### TASK TO COMPLETE
Render the material from the line with "Annotation guideline — the target class is woman's nose." up to and including the line with "289;184;330;213" as a two-column CSV with the columns instruction and boxes. Put one instruction per row, with each field in quotation marks and any line breaks replaced by spaces.

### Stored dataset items
----

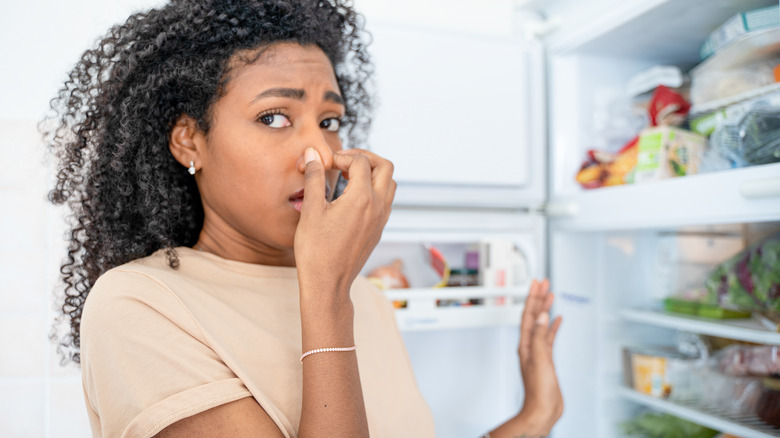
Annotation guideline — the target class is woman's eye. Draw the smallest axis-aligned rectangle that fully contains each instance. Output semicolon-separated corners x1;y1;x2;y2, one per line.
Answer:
259;114;292;128
320;119;341;131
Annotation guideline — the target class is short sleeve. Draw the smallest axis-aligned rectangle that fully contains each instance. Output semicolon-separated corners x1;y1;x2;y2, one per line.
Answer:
81;269;251;438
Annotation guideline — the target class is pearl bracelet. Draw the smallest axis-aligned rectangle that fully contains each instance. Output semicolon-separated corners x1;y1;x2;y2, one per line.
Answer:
301;345;357;363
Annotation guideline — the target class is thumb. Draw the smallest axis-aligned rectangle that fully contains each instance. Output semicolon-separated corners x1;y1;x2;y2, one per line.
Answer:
531;312;550;349
302;148;326;213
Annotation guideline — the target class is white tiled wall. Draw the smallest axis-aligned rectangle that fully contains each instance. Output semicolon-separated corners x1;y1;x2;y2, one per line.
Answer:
0;119;90;438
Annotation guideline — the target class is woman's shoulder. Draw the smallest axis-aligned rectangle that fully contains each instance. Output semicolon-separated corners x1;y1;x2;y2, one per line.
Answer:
84;250;194;326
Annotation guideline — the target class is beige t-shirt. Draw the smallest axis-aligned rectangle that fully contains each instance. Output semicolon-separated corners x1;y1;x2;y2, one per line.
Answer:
81;248;434;438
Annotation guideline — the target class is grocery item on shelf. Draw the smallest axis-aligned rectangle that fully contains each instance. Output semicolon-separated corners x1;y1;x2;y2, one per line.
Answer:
701;368;761;415
623;347;703;399
714;344;780;377
664;297;752;319
705;234;780;324
576;137;639;189
423;244;450;287
634;126;707;183
620;410;718;438
756;377;780;427
702;343;780;415
366;259;409;289
366;259;409;309
699;5;780;59
447;268;479;287
478;239;531;288
626;65;685;97
576;85;688;189
647;85;691;126
690;88;780;172
690;57;780;106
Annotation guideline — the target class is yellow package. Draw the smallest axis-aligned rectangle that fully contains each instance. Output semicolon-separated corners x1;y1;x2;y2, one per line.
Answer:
631;353;672;398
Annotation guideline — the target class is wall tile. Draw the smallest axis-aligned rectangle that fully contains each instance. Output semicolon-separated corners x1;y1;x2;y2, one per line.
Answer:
49;379;92;438
0;314;48;378
0;186;47;252
0;383;44;438
0;120;51;185
0;249;49;313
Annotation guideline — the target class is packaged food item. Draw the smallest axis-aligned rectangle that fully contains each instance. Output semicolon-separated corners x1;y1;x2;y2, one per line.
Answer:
702;368;761;415
620;411;718;438
664;297;752;319
576;85;701;189
634;126;707;183
479;239;531;287
424;244;450;287
756;377;780;427
626;65;685;96
705;234;780;324
714;344;780;377
624;347;697;398
647;85;691;126
447;269;479;287
703;344;780;415
690;59;778;107
366;259;409;289
738;107;780;165
699;5;780;59
577;137;639;189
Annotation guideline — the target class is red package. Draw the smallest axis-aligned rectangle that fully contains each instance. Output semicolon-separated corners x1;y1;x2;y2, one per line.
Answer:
647;85;691;126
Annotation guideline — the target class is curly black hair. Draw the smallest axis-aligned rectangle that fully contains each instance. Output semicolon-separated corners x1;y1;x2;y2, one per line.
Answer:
42;0;373;363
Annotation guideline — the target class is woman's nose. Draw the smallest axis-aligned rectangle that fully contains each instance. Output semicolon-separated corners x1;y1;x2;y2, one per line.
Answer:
298;129;336;173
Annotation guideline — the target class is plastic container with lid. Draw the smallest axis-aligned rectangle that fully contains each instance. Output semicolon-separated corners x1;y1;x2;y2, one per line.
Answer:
756;377;780;427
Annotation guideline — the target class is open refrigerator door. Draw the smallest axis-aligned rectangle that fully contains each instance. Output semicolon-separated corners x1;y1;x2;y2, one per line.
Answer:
547;0;780;437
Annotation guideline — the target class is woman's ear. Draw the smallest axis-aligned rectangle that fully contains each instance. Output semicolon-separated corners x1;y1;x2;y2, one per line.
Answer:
168;114;205;174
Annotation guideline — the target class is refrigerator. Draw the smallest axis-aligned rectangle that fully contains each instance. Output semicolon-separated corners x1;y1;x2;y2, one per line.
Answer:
358;0;780;438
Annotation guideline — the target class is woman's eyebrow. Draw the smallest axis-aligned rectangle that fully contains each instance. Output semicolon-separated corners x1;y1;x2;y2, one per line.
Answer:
325;91;344;105
251;88;344;105
250;88;306;103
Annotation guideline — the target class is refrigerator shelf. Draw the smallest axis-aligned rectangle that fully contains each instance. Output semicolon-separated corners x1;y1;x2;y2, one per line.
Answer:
384;286;528;331
618;387;780;438
551;163;780;231
620;309;780;345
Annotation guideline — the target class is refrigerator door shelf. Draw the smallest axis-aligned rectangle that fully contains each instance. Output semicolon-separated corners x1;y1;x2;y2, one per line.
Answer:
553;163;780;231
618;387;780;438
385;286;528;331
620;309;780;345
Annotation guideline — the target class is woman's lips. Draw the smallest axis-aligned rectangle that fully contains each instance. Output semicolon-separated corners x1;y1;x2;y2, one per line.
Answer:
289;184;330;213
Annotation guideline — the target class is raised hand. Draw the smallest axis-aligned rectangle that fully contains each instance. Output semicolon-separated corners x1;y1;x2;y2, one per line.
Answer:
518;280;563;430
487;280;563;438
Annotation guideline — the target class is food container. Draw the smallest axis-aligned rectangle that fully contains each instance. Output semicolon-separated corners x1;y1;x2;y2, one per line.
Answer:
702;368;761;415
756;377;780;427
623;347;699;399
634;126;707;183
664;297;751;319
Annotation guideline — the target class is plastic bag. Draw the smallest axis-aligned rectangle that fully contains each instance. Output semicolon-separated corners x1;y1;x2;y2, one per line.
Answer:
705;234;780;314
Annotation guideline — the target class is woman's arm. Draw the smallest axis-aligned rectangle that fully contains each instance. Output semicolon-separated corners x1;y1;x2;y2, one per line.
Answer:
295;149;395;437
158;149;396;438
488;280;563;438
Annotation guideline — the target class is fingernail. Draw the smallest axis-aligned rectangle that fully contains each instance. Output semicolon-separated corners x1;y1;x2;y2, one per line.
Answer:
303;148;317;164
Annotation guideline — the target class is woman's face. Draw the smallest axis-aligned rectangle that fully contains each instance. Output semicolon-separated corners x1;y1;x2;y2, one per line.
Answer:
196;43;344;266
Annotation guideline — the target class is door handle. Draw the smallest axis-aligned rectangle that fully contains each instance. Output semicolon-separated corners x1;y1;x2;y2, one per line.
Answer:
739;178;780;199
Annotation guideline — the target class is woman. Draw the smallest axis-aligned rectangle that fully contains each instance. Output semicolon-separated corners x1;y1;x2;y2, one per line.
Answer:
45;0;562;438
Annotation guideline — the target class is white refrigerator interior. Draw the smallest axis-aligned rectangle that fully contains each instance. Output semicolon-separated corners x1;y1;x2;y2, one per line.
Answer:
366;0;780;438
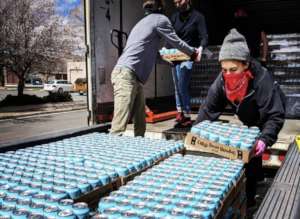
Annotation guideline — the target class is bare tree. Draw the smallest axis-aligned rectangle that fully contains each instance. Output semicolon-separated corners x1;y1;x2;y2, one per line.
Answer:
0;0;72;96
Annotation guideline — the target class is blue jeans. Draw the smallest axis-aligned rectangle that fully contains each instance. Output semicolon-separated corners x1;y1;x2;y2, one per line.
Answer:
173;61;193;113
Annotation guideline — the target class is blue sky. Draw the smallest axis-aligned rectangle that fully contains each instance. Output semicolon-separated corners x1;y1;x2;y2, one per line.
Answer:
56;0;80;16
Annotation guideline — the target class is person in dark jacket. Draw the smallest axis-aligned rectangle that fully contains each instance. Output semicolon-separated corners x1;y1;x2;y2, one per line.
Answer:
170;0;208;126
195;29;285;206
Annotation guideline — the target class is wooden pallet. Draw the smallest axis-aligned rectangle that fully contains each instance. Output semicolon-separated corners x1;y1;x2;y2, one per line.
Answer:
74;178;122;209
121;149;185;185
215;171;246;219
74;150;184;209
146;111;177;123
255;143;300;219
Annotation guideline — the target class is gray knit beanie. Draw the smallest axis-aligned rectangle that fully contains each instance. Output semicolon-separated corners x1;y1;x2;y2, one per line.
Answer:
219;29;250;61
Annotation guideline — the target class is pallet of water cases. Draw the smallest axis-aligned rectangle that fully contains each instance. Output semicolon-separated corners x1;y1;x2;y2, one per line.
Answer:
75;150;184;209
121;149;185;185
184;133;255;163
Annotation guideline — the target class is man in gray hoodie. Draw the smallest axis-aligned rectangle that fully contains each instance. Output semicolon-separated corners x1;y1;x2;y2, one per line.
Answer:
111;0;200;136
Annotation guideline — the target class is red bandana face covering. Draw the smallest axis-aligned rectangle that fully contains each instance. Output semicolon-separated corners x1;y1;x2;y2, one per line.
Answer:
223;70;253;103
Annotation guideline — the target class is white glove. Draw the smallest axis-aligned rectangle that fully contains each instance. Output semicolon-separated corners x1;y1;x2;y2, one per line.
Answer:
194;46;203;62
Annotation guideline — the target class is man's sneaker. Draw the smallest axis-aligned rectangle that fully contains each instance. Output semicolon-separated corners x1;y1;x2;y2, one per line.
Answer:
175;112;184;123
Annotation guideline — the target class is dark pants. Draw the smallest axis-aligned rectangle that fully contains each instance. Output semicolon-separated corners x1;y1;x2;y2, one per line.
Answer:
245;157;263;201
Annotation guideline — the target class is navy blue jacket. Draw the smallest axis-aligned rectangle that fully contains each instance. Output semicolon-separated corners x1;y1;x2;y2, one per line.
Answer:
196;60;285;146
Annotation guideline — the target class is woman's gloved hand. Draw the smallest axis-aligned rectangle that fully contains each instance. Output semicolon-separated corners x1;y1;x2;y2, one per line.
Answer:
255;140;266;157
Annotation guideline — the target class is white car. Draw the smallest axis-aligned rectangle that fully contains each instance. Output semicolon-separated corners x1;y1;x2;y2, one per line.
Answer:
44;80;73;93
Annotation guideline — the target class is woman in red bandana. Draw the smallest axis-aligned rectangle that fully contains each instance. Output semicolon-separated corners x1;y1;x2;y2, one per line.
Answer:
196;29;285;207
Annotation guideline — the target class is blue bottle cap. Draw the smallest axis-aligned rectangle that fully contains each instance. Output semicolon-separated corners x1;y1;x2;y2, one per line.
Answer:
73;202;90;218
57;209;76;219
65;185;81;199
44;205;60;217
12;209;29;219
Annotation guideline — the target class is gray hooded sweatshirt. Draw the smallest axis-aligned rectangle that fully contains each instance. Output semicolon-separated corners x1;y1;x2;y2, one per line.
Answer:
116;13;195;84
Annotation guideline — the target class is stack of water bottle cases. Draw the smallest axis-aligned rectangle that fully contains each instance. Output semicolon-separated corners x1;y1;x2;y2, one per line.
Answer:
0;125;253;219
0;133;183;219
95;155;243;219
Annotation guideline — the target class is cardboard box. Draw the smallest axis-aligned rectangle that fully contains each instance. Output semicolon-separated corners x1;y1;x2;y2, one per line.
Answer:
184;133;254;163
162;51;191;62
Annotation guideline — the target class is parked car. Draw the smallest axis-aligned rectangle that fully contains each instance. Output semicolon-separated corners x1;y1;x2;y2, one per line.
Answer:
25;78;43;88
44;80;73;93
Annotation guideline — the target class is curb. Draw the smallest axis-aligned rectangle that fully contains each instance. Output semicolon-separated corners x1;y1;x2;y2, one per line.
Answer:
0;103;87;121
0;107;87;121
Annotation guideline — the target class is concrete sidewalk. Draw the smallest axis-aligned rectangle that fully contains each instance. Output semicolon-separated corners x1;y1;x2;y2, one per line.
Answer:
0;101;87;120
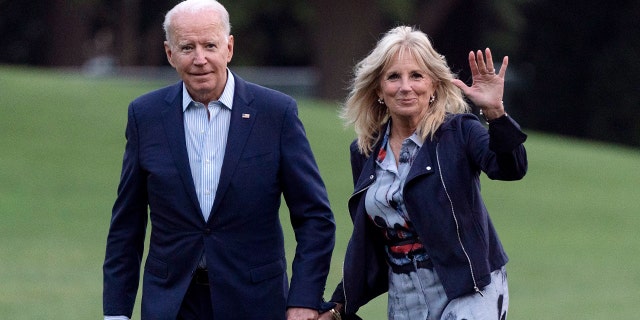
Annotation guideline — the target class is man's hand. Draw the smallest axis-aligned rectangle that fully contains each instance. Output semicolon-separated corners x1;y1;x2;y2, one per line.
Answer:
287;308;318;320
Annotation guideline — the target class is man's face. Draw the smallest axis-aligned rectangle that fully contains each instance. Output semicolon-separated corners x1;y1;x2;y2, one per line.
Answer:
164;10;233;105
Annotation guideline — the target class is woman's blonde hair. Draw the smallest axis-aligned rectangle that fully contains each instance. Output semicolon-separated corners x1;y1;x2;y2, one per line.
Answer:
341;26;470;155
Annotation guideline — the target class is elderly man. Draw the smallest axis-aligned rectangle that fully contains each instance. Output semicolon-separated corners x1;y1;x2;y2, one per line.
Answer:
103;0;335;320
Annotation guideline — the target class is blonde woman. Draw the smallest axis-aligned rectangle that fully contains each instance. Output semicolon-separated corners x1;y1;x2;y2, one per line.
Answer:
320;26;527;320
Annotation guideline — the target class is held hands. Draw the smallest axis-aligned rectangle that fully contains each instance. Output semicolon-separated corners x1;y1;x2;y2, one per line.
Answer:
453;48;509;121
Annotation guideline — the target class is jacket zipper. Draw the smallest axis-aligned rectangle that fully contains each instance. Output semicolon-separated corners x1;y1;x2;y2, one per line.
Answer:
342;182;375;312
436;143;484;297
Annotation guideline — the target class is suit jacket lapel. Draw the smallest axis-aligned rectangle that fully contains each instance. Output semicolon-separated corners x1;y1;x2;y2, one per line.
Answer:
162;82;202;217
210;73;258;216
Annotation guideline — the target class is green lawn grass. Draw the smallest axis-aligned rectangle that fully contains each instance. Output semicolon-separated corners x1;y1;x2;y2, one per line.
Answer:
0;66;640;319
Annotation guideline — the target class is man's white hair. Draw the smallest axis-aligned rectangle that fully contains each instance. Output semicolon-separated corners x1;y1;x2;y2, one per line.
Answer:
162;0;231;42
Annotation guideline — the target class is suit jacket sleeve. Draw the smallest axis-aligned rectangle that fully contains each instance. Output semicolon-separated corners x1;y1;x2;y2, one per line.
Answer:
280;102;335;309
103;104;147;318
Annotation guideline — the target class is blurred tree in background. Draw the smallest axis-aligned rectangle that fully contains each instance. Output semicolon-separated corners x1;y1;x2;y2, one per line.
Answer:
0;0;640;146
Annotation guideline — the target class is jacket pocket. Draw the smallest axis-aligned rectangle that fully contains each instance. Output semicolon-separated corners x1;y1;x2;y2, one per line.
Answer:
249;259;286;283
144;256;169;279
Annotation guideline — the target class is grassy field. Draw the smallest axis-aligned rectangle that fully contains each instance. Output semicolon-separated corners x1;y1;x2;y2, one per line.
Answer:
0;66;640;320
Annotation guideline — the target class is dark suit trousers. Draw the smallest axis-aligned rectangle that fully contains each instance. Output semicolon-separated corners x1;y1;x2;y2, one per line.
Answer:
178;271;213;320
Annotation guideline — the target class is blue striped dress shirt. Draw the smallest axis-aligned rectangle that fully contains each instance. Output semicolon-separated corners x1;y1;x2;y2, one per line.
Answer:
182;70;235;221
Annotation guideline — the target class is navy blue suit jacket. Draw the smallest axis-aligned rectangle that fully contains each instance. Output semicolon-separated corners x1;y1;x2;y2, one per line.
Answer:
103;75;335;319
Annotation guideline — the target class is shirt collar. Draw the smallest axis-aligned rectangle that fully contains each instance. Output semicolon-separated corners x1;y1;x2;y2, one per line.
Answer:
182;68;236;112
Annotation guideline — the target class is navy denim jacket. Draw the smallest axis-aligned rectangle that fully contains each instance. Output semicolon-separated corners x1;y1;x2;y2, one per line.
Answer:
331;114;527;314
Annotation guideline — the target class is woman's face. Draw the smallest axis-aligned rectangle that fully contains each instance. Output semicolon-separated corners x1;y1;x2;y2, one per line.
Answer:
378;51;435;122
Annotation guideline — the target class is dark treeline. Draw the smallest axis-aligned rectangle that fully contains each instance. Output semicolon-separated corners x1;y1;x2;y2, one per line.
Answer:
0;0;640;146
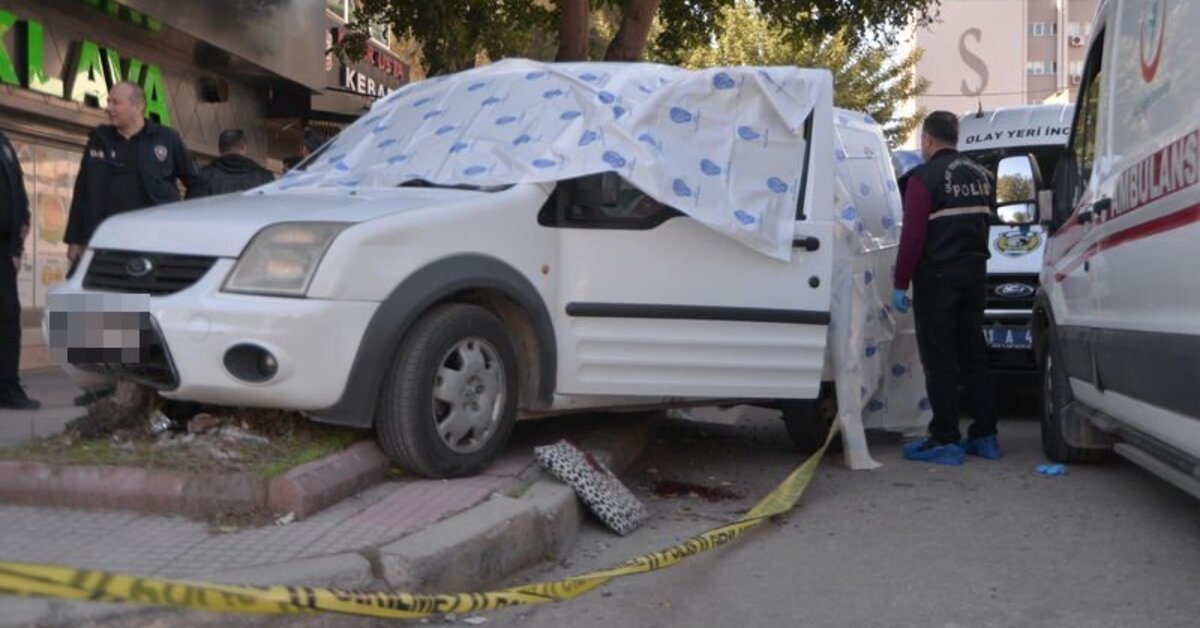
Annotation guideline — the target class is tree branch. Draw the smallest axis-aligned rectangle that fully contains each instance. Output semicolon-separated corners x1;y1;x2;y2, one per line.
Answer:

----

### RESPONSE TO THE EXERCISE
instruction,boxes
"Annotation guideline — the target class is woman's nose. Draw the smallest axis-aligned rectangle that fully contains each instance. Output semicolon-separated corners x1;y1;x2;y2, one per line. Answer:","298;129;336;173"
"Annotation guideline — the target class is plastic container with lid. Draw the smallest axis-aligned rectangle that fully contains each instance. Output semicolon-separated corners x1;y1;x2;y2, one per line. Answer:","756;377;780;427"
"Annotation guideline — the target class is open refrigerator door. Draw the smallest axis-aligned rectangle that fully contains each instance. Output semicolon-separated corners x1;y1;x2;y2, one per line. Answer:","547;0;780;437"
"Annotation guideline — the target class is woman's ear. Draw the smallest axis-aligned rectangle that fully contains each instance. Output semicolon-separated corners x1;y1;x2;y2, one per line. Answer:","168;114;205;174"
"Annotation guideline — the target class is refrigerator. Draw the smallest axis-aligned rectangle that fully contains each instance. Output semicolon-separated corners x1;y1;x2;y2, one per line. Answer:","358;0;780;438"
"Annotation guideline — the target class is woman's eyebrow. Draw the smallest axis-aligned rectangle that fully contains each instance. Output semicolon-separated corners x1;y1;x2;y2, one per line. Answer:","325;91;344;105 251;88;344;105 250;88;306;103"
"Annotation guideline — the target class is refrigerator shelf. Draw the smallest axis-aligned rectangle that fully contains each instance. Output semicolon-separated corners x1;y1;x2;y2, one per line. Answer:","384;286;528;331 618;387;780;438 551;163;780;231 620;309;780;345"
"Annotation guideline — the target class is refrigerator door shelf. Draw the smallest axis-aligned rectangle that fully contains each instance. Output semicolon-separated corners x1;y1;x2;y2, one per line. Answer:","553;163;780;231 618;387;780;438 385;286;528;331 620;309;780;345"
"Annotation guideline — the target class is woman's lips. Draw the smallest axis-aligned rectangle that fully contains each instance. Output semicolon-separated corners x1;y1;x2;y2, one per line. Answer:","289;184;330;213"